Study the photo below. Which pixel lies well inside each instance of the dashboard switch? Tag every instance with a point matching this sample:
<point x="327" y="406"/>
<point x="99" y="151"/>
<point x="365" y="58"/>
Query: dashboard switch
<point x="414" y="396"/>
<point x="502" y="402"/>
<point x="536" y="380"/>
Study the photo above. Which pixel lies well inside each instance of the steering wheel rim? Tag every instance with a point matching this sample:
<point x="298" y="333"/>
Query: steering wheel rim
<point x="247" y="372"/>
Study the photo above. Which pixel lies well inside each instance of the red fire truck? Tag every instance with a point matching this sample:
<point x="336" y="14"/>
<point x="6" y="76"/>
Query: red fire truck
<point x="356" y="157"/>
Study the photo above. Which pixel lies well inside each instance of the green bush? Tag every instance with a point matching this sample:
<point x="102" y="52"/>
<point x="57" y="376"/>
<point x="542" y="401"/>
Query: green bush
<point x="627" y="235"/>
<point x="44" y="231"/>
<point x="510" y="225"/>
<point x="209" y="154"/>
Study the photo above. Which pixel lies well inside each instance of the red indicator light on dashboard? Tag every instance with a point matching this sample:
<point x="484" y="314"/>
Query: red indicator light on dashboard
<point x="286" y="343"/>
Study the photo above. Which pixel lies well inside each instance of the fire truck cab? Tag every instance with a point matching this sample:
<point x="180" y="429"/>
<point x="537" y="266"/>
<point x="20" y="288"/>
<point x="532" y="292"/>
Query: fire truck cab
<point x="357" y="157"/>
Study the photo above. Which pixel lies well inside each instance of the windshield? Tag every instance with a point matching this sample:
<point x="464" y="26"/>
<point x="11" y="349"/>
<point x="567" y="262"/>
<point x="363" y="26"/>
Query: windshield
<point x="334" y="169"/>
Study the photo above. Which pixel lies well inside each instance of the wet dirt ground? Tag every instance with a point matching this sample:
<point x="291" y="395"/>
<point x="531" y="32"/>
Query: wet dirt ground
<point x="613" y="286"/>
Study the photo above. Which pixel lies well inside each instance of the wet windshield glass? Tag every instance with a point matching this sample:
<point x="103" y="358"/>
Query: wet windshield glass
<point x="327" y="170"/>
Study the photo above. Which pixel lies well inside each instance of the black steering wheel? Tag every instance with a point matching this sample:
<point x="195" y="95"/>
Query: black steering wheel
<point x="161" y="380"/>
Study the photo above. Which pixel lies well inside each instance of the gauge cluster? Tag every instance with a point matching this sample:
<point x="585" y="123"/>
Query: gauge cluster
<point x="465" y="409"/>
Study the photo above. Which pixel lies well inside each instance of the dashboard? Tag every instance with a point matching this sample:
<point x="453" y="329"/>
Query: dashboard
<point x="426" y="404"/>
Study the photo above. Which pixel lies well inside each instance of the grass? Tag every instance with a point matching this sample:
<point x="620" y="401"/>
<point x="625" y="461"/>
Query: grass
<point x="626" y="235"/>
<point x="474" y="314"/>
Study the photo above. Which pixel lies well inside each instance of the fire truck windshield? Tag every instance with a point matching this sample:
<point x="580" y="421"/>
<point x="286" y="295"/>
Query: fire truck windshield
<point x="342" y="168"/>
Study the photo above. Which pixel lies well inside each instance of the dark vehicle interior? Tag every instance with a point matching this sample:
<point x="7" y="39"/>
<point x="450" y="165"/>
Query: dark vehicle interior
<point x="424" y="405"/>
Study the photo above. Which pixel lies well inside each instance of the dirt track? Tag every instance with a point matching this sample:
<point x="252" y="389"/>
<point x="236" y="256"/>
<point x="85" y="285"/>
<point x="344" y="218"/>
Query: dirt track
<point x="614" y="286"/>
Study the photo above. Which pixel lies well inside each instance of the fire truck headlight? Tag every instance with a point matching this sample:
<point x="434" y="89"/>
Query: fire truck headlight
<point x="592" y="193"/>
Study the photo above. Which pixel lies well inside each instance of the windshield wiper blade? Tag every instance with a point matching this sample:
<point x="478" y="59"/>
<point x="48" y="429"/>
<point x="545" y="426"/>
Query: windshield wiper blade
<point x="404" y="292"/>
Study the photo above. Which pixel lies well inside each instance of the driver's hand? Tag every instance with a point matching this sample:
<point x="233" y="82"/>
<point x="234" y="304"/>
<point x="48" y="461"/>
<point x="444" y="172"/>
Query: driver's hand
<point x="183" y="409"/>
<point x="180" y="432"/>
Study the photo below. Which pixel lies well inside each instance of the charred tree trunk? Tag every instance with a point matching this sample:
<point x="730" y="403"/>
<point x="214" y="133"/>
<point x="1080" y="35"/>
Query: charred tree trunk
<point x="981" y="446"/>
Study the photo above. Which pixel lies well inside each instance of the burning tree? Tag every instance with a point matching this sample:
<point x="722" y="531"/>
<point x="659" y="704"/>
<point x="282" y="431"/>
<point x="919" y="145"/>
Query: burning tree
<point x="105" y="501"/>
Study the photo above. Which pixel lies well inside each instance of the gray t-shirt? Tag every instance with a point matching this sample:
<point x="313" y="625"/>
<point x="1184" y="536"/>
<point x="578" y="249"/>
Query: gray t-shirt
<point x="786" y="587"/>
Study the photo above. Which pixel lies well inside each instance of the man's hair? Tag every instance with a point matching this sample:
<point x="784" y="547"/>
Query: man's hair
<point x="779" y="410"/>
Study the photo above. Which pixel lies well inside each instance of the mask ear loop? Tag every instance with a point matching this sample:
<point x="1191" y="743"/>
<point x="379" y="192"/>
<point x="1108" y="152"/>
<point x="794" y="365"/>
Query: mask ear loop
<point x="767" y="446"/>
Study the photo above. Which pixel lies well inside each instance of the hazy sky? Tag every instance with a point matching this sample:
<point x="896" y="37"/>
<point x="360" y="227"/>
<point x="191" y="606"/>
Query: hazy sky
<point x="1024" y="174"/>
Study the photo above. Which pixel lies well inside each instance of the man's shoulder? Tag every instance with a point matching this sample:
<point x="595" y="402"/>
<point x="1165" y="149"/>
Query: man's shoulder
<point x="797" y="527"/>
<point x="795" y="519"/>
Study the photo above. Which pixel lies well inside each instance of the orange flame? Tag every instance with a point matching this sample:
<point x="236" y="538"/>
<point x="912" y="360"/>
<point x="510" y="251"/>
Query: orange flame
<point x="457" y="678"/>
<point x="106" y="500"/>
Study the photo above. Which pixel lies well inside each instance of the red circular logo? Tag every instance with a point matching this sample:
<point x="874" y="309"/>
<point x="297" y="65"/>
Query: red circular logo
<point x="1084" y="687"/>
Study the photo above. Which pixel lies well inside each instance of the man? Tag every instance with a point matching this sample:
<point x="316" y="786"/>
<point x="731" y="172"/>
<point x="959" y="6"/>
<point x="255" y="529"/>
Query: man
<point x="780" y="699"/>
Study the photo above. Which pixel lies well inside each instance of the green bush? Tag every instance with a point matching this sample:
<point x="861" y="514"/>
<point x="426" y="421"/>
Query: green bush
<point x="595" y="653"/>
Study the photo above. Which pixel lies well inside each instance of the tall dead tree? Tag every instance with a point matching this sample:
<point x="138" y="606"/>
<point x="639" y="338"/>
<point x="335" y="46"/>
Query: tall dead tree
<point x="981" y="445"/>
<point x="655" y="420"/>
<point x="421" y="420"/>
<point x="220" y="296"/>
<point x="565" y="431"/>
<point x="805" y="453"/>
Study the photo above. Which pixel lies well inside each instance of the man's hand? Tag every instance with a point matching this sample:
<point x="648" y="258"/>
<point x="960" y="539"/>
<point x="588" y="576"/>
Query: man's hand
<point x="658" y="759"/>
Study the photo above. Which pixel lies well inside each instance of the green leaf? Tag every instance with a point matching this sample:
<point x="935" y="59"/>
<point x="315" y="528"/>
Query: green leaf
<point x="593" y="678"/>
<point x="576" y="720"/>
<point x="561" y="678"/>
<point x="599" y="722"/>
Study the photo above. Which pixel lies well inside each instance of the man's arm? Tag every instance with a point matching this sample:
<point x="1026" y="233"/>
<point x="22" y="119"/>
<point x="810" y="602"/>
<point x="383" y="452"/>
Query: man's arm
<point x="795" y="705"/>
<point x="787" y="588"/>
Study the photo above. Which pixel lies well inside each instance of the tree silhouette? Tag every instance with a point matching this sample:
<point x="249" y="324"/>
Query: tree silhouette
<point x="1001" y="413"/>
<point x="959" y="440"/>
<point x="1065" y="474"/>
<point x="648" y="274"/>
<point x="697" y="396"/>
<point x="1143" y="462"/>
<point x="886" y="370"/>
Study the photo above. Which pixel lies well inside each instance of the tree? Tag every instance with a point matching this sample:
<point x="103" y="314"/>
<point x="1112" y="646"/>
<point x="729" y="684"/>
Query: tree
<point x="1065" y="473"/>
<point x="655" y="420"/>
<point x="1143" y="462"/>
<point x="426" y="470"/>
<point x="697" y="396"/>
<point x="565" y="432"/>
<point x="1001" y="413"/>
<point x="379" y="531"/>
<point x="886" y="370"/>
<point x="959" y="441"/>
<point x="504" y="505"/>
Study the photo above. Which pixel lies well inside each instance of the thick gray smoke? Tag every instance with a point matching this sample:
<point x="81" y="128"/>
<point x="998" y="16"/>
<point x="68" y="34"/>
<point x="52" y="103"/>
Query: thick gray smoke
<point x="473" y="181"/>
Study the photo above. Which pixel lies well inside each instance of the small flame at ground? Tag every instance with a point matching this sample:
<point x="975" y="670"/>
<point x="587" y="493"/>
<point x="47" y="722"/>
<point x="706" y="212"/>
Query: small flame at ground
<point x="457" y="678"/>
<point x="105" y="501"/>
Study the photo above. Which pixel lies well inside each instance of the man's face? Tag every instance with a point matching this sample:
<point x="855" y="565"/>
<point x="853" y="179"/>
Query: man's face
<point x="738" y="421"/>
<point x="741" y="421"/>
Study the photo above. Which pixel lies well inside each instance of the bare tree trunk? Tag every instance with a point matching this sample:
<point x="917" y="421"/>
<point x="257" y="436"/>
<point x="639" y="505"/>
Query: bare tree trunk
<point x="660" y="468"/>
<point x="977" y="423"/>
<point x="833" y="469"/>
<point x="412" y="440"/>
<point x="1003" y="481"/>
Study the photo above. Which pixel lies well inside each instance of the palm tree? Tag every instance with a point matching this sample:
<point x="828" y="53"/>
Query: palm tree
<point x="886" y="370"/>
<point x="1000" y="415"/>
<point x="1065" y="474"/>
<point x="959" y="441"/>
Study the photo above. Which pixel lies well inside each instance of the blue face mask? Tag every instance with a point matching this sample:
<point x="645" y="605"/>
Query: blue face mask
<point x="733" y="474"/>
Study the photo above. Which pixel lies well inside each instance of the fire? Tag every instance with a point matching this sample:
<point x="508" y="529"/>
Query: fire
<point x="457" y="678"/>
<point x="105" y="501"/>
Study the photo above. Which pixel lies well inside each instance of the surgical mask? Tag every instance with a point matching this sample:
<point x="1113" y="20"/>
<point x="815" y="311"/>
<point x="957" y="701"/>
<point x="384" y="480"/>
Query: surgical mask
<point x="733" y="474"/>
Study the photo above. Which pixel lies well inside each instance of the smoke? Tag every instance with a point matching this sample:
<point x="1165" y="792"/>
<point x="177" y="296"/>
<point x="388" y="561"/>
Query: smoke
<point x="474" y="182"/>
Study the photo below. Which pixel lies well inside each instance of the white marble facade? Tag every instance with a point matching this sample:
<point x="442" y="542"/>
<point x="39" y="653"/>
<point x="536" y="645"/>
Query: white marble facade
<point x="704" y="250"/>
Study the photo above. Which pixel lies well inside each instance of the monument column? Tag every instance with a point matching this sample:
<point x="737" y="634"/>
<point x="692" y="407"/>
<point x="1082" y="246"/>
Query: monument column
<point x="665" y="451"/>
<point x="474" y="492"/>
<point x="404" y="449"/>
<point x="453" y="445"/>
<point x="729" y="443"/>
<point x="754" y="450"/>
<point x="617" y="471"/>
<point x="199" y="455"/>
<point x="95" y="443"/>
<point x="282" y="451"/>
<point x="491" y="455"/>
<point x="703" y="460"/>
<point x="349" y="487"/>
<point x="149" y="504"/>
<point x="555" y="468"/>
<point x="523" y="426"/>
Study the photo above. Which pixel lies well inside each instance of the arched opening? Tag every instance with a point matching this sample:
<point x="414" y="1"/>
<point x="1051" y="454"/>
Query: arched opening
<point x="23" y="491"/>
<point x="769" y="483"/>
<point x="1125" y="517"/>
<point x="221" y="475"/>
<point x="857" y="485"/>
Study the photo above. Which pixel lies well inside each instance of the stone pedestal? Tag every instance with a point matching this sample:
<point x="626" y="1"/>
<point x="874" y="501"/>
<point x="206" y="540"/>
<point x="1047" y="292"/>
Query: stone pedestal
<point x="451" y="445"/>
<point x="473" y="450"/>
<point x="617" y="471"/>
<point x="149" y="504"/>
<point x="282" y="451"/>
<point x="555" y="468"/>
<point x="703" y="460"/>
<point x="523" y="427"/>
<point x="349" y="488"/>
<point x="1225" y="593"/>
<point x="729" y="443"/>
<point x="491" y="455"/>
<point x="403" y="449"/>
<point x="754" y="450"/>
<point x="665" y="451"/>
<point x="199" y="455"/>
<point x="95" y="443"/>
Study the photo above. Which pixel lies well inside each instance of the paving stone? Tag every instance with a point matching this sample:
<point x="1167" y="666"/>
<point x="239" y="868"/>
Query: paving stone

:: Work instructions ::
In the listing above, find the line containing "of the white", then reproduce it and each line after it through the end, exactly and with nothing added.

:: Task solution ::
Study the photo below. Which pixel lies well inside each instance of the white marble facade? Tag every instance with a point matching this sample:
<point x="442" y="542"/>
<point x="39" y="653"/>
<point x="536" y="645"/>
Query: white marble facade
<point x="704" y="250"/>
Study the photo above. Which pixel lies well inside each instance of the monument column? Tag every instance with a point matching this sample:
<point x="737" y="634"/>
<point x="692" y="407"/>
<point x="1082" y="246"/>
Query: monument column
<point x="665" y="451"/>
<point x="474" y="492"/>
<point x="404" y="449"/>
<point x="453" y="445"/>
<point x="729" y="443"/>
<point x="754" y="450"/>
<point x="617" y="471"/>
<point x="199" y="455"/>
<point x="95" y="443"/>
<point x="282" y="451"/>
<point x="491" y="455"/>
<point x="703" y="460"/>
<point x="349" y="487"/>
<point x="149" y="504"/>
<point x="555" y="468"/>
<point x="523" y="426"/>
Study the photo above. Which pixel lies well inside each instance of the arched opening? Tag every instance with a point matching this sample:
<point x="414" y="1"/>
<point x="1051" y="454"/>
Query: arched opening
<point x="23" y="491"/>
<point x="769" y="483"/>
<point x="1125" y="517"/>
<point x="221" y="475"/>
<point x="857" y="485"/>
Study the photo above. Which pixel lies well inside each instance of the stone pedestal? Tag every instance with a point matching this sample:
<point x="626" y="1"/>
<point x="874" y="501"/>
<point x="206" y="540"/>
<point x="1047" y="292"/>
Query: stone pedestal
<point x="451" y="445"/>
<point x="473" y="450"/>
<point x="617" y="471"/>
<point x="149" y="504"/>
<point x="282" y="451"/>
<point x="555" y="468"/>
<point x="703" y="460"/>
<point x="523" y="427"/>
<point x="349" y="488"/>
<point x="1225" y="593"/>
<point x="729" y="443"/>
<point x="491" y="455"/>
<point x="403" y="449"/>
<point x="754" y="450"/>
<point x="665" y="451"/>
<point x="199" y="455"/>
<point x="95" y="443"/>
Study the photo above. Which pixel lies well inside each instance of the paving stone? Tag every instance with a point matching this sample:
<point x="1167" y="666"/>
<point x="239" y="868"/>
Query: paving stone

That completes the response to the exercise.